= Provided passage =
★ ★ ★

In 2016, a technical report by the President’s Council of Advisors on Science and Technology (PCAST) highlighted that some feature-based comparison methods, like bitemarks, were known to be invalid and were still being used in U.S. courts (President’s Council of Advisors on Science and Technology 2016). It also pointed out that there was still no empirical evidence other methods in use were valid. The report stated that empirical testing through “black-box” studies is the only scientific way to establish the validity of feature-based comparison methods. In the years that followed, the PCAST report spurred a number of black-box studies in a variety of fields.

These studies immediately found their way into the U.S. criminal justice system, at times before peer review. Judges frequently use them when deciding whether or not results from feature-based comparison methods should be admissible. Currently, all federal courts and the majority of state courts evaluate expert scientific testimony by the Daubert standard (or a modified form of it) (Daubert v. Merrell Dow Pharms., Inc. 1993; Kumho Tire Co. v. Carmichael 1999; Fed. R. Evid. 702). Under the Daubert standard, a trial judge must assess whether an expert’s scientific testimony is based on a scientifically valid methodology that has been properly applied to the facts at issue in the trial. The judge is asked to consider a number of factors. One is whether the theory or technique in question has a “known or potential” error rate. A “high” known or potential error rate would weigh in favor of excluding the testimony at a criminal trial.

★ ★ ★

= What to do =
Output the section of the passage on the PCAST report and forensic comparison methods that starts with "In 2016, a technical" and goes on through "variety of fields.", keeping every word the same.

★ ★ ★

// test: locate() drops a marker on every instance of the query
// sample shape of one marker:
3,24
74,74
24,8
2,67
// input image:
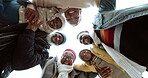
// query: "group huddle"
119,38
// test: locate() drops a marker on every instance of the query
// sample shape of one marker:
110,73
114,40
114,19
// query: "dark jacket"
21,48
50,70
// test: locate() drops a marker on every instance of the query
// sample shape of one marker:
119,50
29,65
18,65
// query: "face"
67,59
85,55
57,39
55,23
73,15
85,39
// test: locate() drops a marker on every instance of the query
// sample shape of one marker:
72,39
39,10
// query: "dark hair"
80,55
64,38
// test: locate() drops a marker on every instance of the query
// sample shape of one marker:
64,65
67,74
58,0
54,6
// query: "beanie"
72,52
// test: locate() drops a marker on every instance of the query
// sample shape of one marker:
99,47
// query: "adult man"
63,68
98,58
56,38
115,28
22,46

★ ★ ★

= Result of the task =
In 2016, a technical report by the President’s Council of Advisors on Science and Technology (PCAST) highlighted that some feature-based comparison methods, like bitemarks, were known to be invalid and were still being used in U.S. courts (President’s Council of Advisors on Science and Technology 2016). It also pointed out that there was still no empirical evidence other methods in use were valid. The report stated that empirical testing through “black-box” studies is the only scientific way to establish the validity of feature-based comparison methods. In the years that followed, the PCAST report spurred a number of black-box studies in a variety of fields.